As Marcus Aurelius observed, “We suffer more often in imagination than in reality.”

Reputation Fragility

Reputations are fragile. A person or business gets judged by the worst of their behaviour, and that makes them vulnerable at any point in time

As Warren Buffett says: "It takes 20 years to build a reputation and 5 minutes to ruin it.”

Noise Bottleneck

We think the more information we consume the more signal we’ll consume

However, our ability to comprehend the relevant from the irrelevant becomes compromised in this case

We put too much emphasis on irrelevant data and lose sight of what’s really important

Serpico Effect

The tendency to rationalize an action because everyone else is doing it

Think corporate, government, or police corruption

Named after Frank Serpico, who became known for whistleblowing on police corruption in the late 1960s and early 1970s

Compassion Face

The tendency to have more compassion for victims within small groups than larger groups, because the smaller the group the easier it is to identify individual victims

One victim can break our hearts while larger groups seem more distanced1

Three Men Make a Tiger

The tendency to accept absurd information as long as it's repeated enough times

If one person tells you there’s a tiger in town, you might assume they’re lying. If two people tell you, you begin to wonder

If three tell you, you might start running!

▶ Information provided
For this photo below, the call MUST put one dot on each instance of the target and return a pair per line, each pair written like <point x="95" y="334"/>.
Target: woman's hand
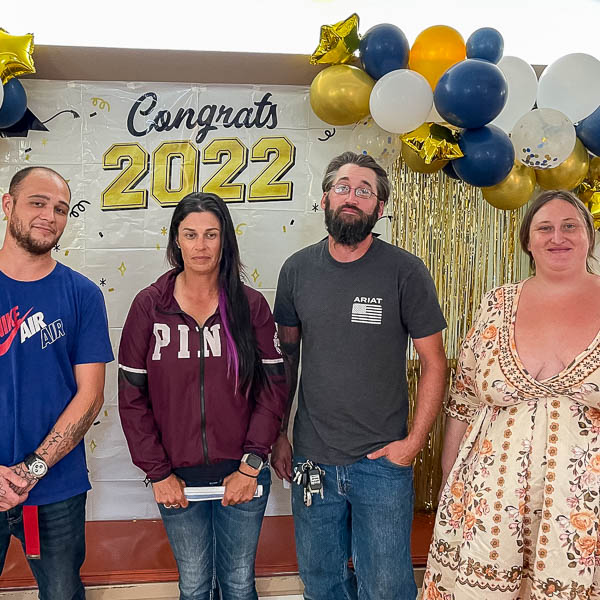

▶ What is asked
**A)** Copy the passage on thinking biases from "Compassion Face" up to and including "might start running!".
**B)** Continue the passage on thinking biases past its last sentence.

▶ Answers by task
**A)**
Compassion Face

The tendency to have more compassion for victims within small groups than larger groups, because the smaller the group the easier it is to identify individual victims

One victim can break our hearts while larger groups seem more distanced1

Three Men Make a Tiger

The tendency to accept absurd information as long as it's repeated enough times

If one person tells you there’s a tiger in town, you might assume they’re lying. If two people tell you, you begin to wonder

If three tell you, you might start running!

**B)**
Buridan's Ass

A type of decision paralysis where two equally good options lead to no decision

Described by the example of an Ass that's stuck between two stacks of hay of equal size and quality, and can't decide which to eat, causing it to starve to death from indecision


Related to first-conclusion and confirmation bias, the Semmelweis reflex is the tendency to reject new evidence or new information because it contradicts established norms, beliefs, or paradigms

Mcnamara Fallacy

The belief that rational decisions are made solely on the basis of quantitative evidence, ignoring all other factors

Don’t presume that what can’t be measured isn’t really important

Courtesy Bias

The resistance to giving an honest opinion due to a desire not to offend the person or organization in question

Example: Employees hesitant to give an honest opinion to their superiors, clogging information flow for rational decision making in a company

Lucid Fallacy

Identified by @nntaleb, the ludic fallacy is the tendency to falsely associate simulations with real life

Because simulations are designed as “narrow worlds of game and dice”, they fail to account for chaos regarding future events in the real world

Abilene Paradox (Pluralistic Ignorance)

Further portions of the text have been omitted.